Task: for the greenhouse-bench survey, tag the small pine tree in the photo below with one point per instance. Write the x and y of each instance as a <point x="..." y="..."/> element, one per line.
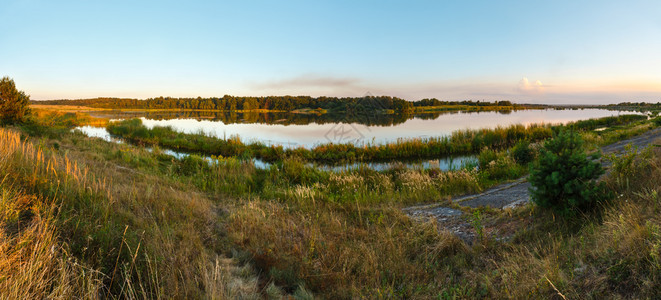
<point x="564" y="178"/>
<point x="14" y="104"/>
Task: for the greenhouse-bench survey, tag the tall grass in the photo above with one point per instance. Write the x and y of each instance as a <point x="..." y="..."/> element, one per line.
<point x="460" y="142"/>
<point x="135" y="238"/>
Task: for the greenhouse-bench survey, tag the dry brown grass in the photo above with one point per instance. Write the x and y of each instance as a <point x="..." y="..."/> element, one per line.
<point x="134" y="236"/>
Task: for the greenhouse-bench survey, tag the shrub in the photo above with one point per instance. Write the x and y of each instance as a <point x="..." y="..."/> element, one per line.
<point x="522" y="153"/>
<point x="563" y="177"/>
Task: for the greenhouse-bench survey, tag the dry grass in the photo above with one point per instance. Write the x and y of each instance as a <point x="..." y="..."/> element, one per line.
<point x="135" y="236"/>
<point x="33" y="263"/>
================
Write out the whole listing exactly, and drop the pictures.

Answer space:
Task: for the greenhouse-bench survey, tag the small pine tree in the photo below with one point per instance. Write the x and y of each instance as a <point x="..." y="..."/> element, one per line.
<point x="564" y="178"/>
<point x="14" y="104"/>
Task: for the greenhouse-bench survey, tag the tall grass in the photo above with one point per instance. Write the x and y of each instance as a <point x="..." y="..."/> element, one per line.
<point x="460" y="142"/>
<point x="135" y="238"/>
Task: for the greenhouse-bench survey, tag the dry brown grass in the photo above with one point per instance. Write the x and y of each instance as a <point x="..." y="..."/> element, one per line.
<point x="134" y="236"/>
Task: for the greenhouse-bench survey, tag the shrub in the photo above with one point per instance. Write the x and y of each instance as a <point x="..." y="..."/> element, one per line.
<point x="522" y="153"/>
<point x="563" y="177"/>
Task: for the greenhouse-bench survey, tag the dry grass in the photo above with one point per instance. Write the x and y of each instance as a <point x="..." y="..."/> element, one per line.
<point x="135" y="236"/>
<point x="33" y="263"/>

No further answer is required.